— Source text —
#####

Use subpatterns in FINDSTR - regex

I must check the validity of a string stored in a variable, I can not use external CLI utilities (grep, awk, etc.) so I chose FINDSTR.
The string has this format (in regexp):
([1-9][0-9]*:".*"(|".*")*)
I do not know how to check the subpattern (|. "*").
Currently my code is:
((ECHO.) | (SET /P "=(11:"a"|"b"|"c")") | (FINDSTR /R /C:"^([1-9][0-9]*:".*")$"))
Regards.

Mat M is correct about the limitation of FINDSTR. The FINDSTR regex support is very primitive and non-standard. Type HELP FINDSTR or FINDSTR /? from the command line to get a brief synopsis of what is supported. For an in depth explanation, refer to What are the undocumented features and limitations of the Windows FINDSTR command?
I like Harry Johnston's comment - It would be quite easy to create a solution using VBScript or JavaScript. I think that would be a much better choice.
But, here is a native batch solution. I've incorporated the extra rule about the number of subpatterns that the OP stated in the comment to Mat M's answer.

#####

— Set of tasks —
**a.** Translate this sentence from the FINDSTR thread into Spanish: "The FINDSTR regex support is very primitive and non-standard."
**b.** In the FINDSTR thread, which two languages does Harry Johnston's comment say would make a solution quite easy?
**c.** Change "primitive" to "limited" in the part of the FINDSTR thread that starts at the words "Currently my code" and stops after "Windows FINDSTR command?", and write that part out.

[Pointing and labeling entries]

#####

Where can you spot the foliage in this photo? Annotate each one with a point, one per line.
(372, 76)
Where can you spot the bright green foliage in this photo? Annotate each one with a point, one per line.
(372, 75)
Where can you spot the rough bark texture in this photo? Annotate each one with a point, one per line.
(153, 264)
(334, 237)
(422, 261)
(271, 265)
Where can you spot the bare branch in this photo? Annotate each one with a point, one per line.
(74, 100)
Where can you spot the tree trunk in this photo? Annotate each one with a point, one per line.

#####

— The answers —
**a.** El soporte de expresiones regulares de FINDSTR es muy primitivo y no estándar.

**b.** VBScript or JavaScript.

**c.**
Currently my code is:
((ECHO.) | (SET /P "=(11:"a"|"b"|"c")") | (FINDSTR /R /C:"^([1-9][0-9]*:".*")$"))
Regards.

Mat M is correct about the limitation of FINDSTR. The FINDSTR regex support is very limited and non-standard. Type HELP FINDSTR or FINDSTR /? from the command line to get a brief synopsis of what is supported. For an in depth explanation, refer to What are the undocumented features and limitations of the Windows FINDSTR command?